== Excerpted text ==
━━━━

For polymer chain-based scores, a cleanup step replaces nonstandard residues with their corresponding parent residues as defined in the CCD (for example, SEP to SER). Residues without entry in the CCD are removed completely. In addition, hydrogen atoms, terminal OXT atoms and atoms with names that do not match the CCD are removed. Short polymer chains are excluded from scoring, with a threshold of fewer than six residues for peptides and fewer than four residues for nucleotides.

Ligand-based scores apply the same cleanup to the receptor structures, which consist of polymer chains, with the exception that nonstandard residues are not replaced. Only hydrogen atoms are removed from ligands.

Structure visualization

Structural models in the manuscript figures were displayed in Mol*62.

Sequence-based grouping of polymer chains for QSMap/QSMapR

Grouping is on the basis of pairwise sequence alignments and a straightforward sequence identity measure. To minimize the likelihood of achieving high sequence identity by chance alone, QSMap/QSMapR only consider reference and model chains with a minimum length, N (default of N = 6 for proteins and N = 4 for nucleotides). Pairwise sequence alignments are constructed via the Needleman–Wunsch dynamic programming algorithm63, which employs the BLOSUM62 substitution matrix64 for proteins and NUC44 for nucleotides (ftp://ftp.ncbi.nih.gov/blast/matrices/NUC.4.4). Alternatively, upon user request, alignments can be constructed from residue numbers, which is useful for CASP or CAMEO scenarios where participants are asked to number residues according to the submitted modeling target sequence. The grouping procedure consists of two steps: first, we need to define groups of chemically identical chains in the reference structure, and second, we need to assign each chain in the model structure to one of these groups.

━━━━

== Data listing ==
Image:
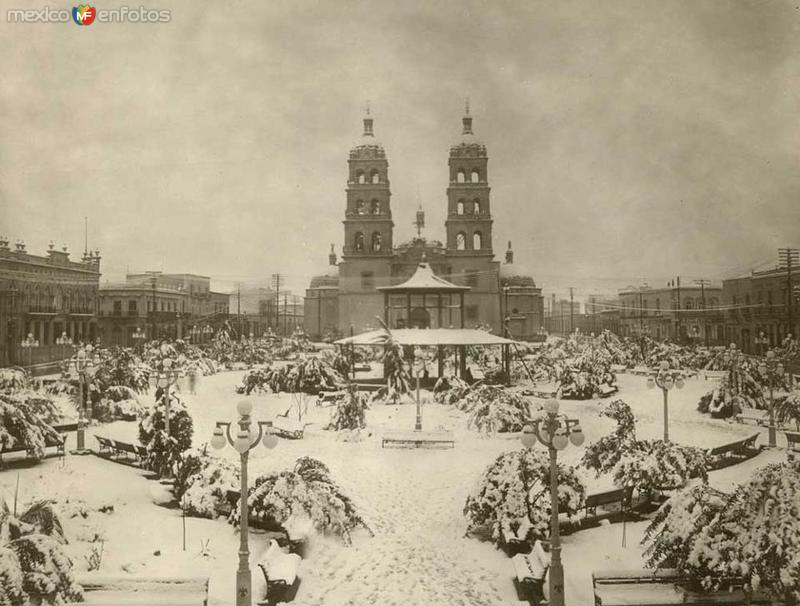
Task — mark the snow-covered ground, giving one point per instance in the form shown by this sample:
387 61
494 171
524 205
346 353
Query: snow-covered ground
412 500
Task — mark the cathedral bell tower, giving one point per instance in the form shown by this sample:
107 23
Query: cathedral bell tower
469 218
368 217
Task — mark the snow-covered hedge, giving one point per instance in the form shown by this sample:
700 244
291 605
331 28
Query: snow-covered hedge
350 411
203 480
307 488
495 409
164 452
33 566
512 495
752 533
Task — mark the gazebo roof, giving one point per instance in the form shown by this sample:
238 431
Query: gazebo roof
428 336
424 280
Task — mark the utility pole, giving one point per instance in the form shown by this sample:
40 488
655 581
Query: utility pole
571 311
703 284
276 285
678 313
789 257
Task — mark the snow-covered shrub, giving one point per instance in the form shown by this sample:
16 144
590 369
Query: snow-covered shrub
307 488
33 566
203 480
605 453
512 495
647 465
22 426
450 390
12 379
164 452
494 409
653 465
753 533
350 411
788 410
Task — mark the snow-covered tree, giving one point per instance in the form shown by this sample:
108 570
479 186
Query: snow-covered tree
350 411
164 452
512 495
202 481
307 488
33 566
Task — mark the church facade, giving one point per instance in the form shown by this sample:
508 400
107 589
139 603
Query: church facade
343 299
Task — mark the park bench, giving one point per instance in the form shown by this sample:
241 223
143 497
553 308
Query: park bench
58 442
280 573
733 452
529 573
623 496
792 444
419 439
663 588
747 413
130 590
329 398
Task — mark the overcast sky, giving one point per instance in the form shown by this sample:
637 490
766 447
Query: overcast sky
628 141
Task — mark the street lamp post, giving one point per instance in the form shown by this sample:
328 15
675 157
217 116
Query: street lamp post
139 337
29 343
772 368
246 439
83 367
761 342
555 433
63 341
666 380
166 379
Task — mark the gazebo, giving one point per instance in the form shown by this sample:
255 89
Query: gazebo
427 311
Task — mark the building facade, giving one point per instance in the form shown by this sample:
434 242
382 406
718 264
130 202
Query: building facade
344 299
159 306
45 297
682 314
763 302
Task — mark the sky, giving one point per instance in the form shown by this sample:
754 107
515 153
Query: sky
628 141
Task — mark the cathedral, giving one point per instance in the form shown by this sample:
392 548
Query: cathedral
343 299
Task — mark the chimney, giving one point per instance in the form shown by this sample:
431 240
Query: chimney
509 253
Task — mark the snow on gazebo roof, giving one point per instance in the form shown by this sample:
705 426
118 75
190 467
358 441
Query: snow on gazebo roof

━━━━

== To do ==
(A) In the scoring methods text, condense the paragraph that begins "For polymer chain-based scores" into a bulleted list that keeps its main facts.
(B) From the scoring methods text, retype the part that opens with the words containing "For polymer chain-based" and closes with "displayed in Mol*62.".

== Solutions to each task ==
(A)
- Nonstandard residues are replaced with their parent residues as defined in the CCD (e.g., SEP to SER).
- Residues with no CCD entry are removed entirely.
- Hydrogen atoms, terminal OXT atoms and atoms whose names don't match the CCD are removed.
- Short polymer chains are not scored: peptides with fewer than six residues and nucleotides with fewer than four.

(B)
For polymer chain-based scores, a cleanup step replaces nonstandard residues with their corresponding parent residues as defined in the CCD (for example, SEP to SER). Residues without entry in the CCD are removed completely. In addition, hydrogen atoms, terminal OXT atoms and atoms with names that do not match the CCD are removed. Short polymer chains are excluded from scoring, with a threshold of fewer than six residues for peptides and fewer than four residues for nucleotides.

Ligand-based scores apply the same cleanup to the receptor structures, which consist of polymer chains, with the exception that nonstandard residues are not replaced. Only hydrogen atoms are removed from ligands.

Structure visualization

Structural models in the manuscript figures were displayed in Mol*62.